:: Short problem ::
Print every line of the material below without changing a word, but leave out the pictures.

^^^^^^^^^^^^^^^^

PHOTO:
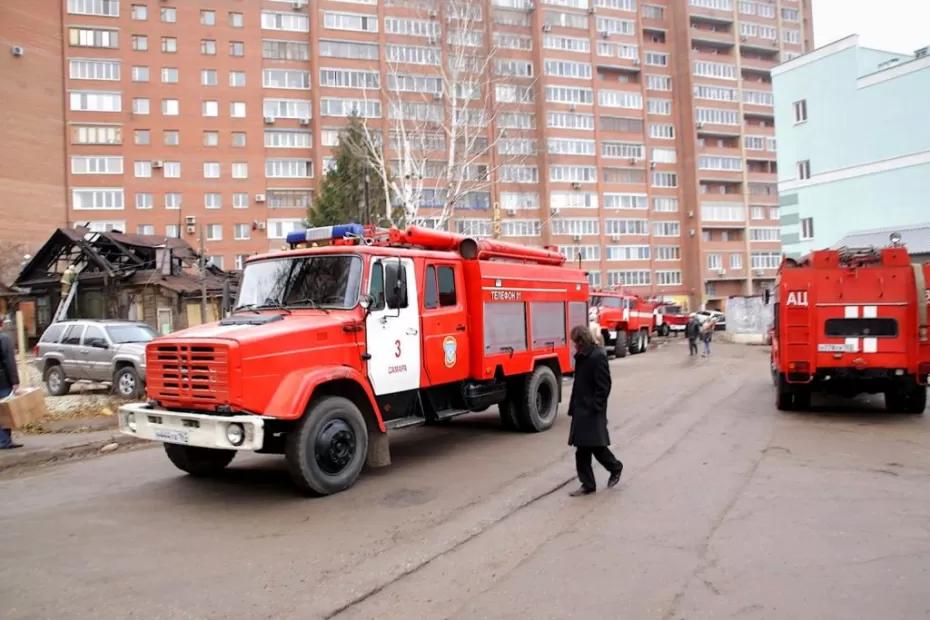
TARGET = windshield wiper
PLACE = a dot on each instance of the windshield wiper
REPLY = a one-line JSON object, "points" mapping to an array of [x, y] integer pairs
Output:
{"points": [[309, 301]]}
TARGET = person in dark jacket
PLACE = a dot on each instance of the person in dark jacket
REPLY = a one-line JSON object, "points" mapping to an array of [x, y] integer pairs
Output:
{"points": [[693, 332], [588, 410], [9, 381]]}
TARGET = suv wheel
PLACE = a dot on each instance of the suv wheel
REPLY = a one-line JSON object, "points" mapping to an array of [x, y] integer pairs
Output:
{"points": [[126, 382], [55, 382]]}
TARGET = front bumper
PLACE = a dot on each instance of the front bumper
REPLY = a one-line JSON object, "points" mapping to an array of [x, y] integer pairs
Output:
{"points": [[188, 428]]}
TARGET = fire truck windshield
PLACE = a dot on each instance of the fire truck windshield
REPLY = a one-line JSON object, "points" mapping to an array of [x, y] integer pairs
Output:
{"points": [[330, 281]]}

^^^^^^^^^^^^^^^^

:: Final result ::
PHOTO:
TARGET = windshield wiper
PLACE = a dot on each instance of the windshield wiper
REPLY = a one-line JSON object, "points" mapping to an array of [x, y] integer pairs
Output:
{"points": [[309, 301]]}
TARGET = person in dark jacket
PLACE = a dot on each instance of the person in dark jacket
REPLY = a one-line JSON object, "points" mapping to an array of [x, y] integer pairs
Output:
{"points": [[693, 332], [588, 410], [9, 381]]}
TARGET = suv wheel
PLACE = a dot on each instance of the suv wheel
REPLY = a one-line JSON object, "points" mapping to an array of [x, y] integer pairs
Output:
{"points": [[126, 382], [55, 382]]}
TARGET = front bumper
PLACE = a dot on each instance of the front bumper
REPLY = a one-line JSON object, "points" mapping to an array of [x, y] integer pairs
Output:
{"points": [[188, 428]]}
TARGET = fire truck windshield
PLACE = a dot on each instance of the fire truck windshield
REPLY = a one-line JSON object, "points" mapping to an array of [x, y] integer pairs
Output:
{"points": [[330, 281]]}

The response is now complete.